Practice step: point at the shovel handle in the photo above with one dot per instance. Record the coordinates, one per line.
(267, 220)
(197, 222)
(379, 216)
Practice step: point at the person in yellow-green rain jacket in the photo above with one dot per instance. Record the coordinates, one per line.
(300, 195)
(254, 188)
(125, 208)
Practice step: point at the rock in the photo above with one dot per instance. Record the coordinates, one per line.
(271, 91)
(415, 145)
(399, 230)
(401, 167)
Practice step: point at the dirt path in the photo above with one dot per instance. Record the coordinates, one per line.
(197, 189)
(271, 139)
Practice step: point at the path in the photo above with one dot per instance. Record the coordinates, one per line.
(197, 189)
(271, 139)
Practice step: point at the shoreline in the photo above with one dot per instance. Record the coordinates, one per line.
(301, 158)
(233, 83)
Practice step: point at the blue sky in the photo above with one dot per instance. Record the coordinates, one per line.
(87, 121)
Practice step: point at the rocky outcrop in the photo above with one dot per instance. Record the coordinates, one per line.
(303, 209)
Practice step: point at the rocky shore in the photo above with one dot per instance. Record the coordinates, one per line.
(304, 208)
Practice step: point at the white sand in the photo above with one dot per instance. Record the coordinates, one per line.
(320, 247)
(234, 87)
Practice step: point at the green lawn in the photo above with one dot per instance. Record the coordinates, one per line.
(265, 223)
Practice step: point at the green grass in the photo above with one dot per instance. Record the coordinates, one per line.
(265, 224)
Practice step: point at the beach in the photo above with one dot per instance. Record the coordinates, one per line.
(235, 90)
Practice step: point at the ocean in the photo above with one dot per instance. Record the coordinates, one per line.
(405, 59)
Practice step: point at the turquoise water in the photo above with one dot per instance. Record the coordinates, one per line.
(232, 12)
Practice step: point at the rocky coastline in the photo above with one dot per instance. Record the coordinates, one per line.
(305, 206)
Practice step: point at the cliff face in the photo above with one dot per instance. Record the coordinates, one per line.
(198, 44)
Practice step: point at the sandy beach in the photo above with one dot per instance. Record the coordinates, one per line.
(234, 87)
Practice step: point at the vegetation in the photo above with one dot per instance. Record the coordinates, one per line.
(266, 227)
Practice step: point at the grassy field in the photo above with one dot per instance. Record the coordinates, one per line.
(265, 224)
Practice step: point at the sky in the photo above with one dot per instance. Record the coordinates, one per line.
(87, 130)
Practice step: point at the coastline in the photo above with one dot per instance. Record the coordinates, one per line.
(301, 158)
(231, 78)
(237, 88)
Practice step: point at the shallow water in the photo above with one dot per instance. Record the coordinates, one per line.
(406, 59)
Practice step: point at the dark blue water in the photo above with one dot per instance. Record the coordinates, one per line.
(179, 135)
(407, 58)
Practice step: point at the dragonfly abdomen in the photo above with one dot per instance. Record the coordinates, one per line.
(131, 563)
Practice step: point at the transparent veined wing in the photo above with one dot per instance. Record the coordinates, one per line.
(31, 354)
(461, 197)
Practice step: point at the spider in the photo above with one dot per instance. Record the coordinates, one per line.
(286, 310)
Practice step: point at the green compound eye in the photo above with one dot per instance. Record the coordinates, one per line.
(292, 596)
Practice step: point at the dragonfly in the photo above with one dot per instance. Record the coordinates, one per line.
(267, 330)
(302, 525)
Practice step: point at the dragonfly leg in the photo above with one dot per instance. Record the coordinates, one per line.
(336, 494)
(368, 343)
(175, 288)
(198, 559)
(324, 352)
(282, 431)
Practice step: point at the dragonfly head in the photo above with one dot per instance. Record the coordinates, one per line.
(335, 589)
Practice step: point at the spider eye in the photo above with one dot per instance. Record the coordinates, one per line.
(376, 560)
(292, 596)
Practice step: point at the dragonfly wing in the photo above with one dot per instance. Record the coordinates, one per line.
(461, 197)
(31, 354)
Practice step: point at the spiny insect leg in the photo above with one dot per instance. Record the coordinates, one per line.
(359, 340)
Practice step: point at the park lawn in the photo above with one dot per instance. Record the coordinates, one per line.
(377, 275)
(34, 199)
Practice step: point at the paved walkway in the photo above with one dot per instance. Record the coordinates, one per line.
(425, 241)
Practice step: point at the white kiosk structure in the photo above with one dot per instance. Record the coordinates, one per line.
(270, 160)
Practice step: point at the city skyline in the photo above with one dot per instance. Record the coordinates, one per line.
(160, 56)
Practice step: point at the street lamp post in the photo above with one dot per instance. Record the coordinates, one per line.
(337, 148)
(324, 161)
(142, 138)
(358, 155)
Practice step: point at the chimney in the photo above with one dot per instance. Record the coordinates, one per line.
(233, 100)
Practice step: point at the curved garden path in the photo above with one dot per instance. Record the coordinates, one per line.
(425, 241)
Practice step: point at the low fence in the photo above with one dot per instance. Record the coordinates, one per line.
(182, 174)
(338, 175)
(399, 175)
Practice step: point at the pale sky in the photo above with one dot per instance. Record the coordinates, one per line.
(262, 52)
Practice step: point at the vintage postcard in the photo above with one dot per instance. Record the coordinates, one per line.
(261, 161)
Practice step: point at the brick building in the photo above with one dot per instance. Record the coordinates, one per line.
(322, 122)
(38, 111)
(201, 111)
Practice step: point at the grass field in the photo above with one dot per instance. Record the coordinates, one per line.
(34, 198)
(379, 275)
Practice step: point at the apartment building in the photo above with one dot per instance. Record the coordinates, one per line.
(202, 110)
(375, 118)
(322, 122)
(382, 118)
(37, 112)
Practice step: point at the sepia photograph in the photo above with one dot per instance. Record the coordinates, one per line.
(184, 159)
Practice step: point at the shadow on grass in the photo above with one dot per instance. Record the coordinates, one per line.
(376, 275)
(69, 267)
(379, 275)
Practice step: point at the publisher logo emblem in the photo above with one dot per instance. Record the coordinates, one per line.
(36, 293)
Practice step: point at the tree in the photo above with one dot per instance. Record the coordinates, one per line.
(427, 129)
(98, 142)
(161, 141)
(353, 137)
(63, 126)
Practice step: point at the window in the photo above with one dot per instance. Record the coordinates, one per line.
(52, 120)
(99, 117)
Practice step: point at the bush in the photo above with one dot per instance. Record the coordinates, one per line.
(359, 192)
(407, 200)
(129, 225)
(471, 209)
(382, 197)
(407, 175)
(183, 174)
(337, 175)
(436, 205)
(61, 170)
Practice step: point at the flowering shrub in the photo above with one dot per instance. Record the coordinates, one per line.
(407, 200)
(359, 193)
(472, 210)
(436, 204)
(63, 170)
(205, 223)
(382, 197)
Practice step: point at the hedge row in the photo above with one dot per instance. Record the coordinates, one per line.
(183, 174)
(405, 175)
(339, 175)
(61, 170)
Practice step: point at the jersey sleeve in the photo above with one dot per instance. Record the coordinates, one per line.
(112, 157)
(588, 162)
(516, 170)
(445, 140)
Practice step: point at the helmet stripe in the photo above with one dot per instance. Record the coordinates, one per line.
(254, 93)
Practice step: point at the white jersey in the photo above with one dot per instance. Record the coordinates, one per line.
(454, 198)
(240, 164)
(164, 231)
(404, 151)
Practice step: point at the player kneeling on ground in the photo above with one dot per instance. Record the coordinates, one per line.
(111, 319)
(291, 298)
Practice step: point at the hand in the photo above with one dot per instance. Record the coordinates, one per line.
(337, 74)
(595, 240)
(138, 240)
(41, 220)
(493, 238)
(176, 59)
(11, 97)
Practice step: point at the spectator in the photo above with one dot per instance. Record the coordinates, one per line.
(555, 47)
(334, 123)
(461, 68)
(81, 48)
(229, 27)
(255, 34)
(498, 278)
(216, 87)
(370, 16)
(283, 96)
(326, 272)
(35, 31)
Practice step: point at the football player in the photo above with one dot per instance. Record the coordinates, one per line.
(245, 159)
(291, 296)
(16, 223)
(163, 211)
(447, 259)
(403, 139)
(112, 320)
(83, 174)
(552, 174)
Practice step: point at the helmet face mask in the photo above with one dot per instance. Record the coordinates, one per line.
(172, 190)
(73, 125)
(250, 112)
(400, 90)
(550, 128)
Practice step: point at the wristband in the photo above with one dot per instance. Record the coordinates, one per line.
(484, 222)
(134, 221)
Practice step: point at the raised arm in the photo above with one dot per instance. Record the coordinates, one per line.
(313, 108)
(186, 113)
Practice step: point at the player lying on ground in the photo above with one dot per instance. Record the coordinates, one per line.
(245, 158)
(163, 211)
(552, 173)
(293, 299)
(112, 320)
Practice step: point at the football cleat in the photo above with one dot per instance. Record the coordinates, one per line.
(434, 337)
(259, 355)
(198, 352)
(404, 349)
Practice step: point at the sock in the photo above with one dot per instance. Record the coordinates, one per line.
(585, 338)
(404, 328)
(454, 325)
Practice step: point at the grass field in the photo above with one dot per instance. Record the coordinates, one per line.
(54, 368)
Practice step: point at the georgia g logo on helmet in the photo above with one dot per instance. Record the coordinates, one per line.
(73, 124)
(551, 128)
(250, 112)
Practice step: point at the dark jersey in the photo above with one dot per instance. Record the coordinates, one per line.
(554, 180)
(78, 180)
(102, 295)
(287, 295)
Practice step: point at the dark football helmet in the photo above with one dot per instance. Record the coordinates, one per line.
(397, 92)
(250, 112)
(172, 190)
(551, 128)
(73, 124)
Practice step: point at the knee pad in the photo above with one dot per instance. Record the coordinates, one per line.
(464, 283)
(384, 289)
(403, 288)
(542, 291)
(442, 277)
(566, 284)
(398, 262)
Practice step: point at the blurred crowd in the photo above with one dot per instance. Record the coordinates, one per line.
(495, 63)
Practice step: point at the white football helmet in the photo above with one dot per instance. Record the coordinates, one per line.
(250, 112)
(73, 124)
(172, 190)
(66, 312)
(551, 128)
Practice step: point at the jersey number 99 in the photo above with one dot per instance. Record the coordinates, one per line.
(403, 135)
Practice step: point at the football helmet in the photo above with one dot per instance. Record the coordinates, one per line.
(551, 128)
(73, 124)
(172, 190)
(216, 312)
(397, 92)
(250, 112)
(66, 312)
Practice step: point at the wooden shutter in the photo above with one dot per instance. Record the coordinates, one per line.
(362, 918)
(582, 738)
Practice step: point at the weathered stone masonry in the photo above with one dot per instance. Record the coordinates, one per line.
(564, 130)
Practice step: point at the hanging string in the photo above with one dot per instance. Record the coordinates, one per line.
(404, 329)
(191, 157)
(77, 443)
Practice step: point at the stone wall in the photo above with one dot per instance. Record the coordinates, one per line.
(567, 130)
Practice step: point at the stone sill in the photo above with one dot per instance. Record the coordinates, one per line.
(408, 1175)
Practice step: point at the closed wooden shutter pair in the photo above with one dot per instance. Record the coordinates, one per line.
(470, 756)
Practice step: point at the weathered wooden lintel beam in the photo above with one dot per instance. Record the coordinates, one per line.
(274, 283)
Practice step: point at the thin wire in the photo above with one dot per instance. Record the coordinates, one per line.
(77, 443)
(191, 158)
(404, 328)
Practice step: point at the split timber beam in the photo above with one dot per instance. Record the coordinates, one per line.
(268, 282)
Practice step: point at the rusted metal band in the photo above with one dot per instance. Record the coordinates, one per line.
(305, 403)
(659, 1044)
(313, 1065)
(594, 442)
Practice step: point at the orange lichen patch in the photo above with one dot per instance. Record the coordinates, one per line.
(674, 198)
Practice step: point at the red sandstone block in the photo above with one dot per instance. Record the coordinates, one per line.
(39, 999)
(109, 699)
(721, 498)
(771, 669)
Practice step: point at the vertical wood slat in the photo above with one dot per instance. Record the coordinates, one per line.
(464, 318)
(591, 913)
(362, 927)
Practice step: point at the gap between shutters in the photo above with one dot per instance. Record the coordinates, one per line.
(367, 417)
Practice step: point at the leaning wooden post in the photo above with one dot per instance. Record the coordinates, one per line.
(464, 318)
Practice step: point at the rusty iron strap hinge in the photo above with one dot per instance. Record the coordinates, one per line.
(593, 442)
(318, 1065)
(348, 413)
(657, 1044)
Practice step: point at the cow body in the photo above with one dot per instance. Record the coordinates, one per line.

Exercise brief: Repeat exactly, and only, the lines of the records above, starting with the line that contains "Practice step: point at the weathered wooden" and ending with the final line, both included.

Your response:
Practice step: point at the weathered wooden lintel beam in the photo above with one dot per instance. Record the coordinates, one per line.
(274, 283)
Practice step: point at the thin wire in the photo above with one dot per instance. Record the coordinates, one per line.
(77, 443)
(191, 158)
(404, 328)
Practice step: point at the split timber beam in the photo above with one dot per instance. Record the coordinates, one per line.
(268, 282)
Practice step: point at the rusted metal band in the photo above with one dot per instance. Record the coordinates, one per line.
(305, 403)
(659, 1044)
(313, 1065)
(594, 442)
Practice step: point at the orange lichen patch in the photo above with one dot per instance. Record the coordinates, one per line.
(674, 198)
Practice step: point at the red sandstone block in the photo above with one dot per instance. Record the coordinates, one per line.
(39, 999)
(109, 699)
(721, 498)
(771, 669)
Practice step: point at the vertical wood slat in the photo above with one dot per instance. Record the coordinates, one per line.
(464, 318)
(591, 913)
(362, 927)
Practice step: point at the gap between shutters in the photo above with one dot per instance. Record the coordinates, one per line.
(367, 417)
Practice step: point at the leaning wooden post in the photo above with one dot per instance. Record the coordinates, one per line.
(464, 318)
Practice step: point at the rusty iron strap hinge in the photo above with one dot per instance. Record the coordinates, one per line.
(593, 442)
(318, 1065)
(348, 413)
(657, 1044)
Practice step: point at the cow body in the photo above with one dot per instance. Record the coordinates, one per line.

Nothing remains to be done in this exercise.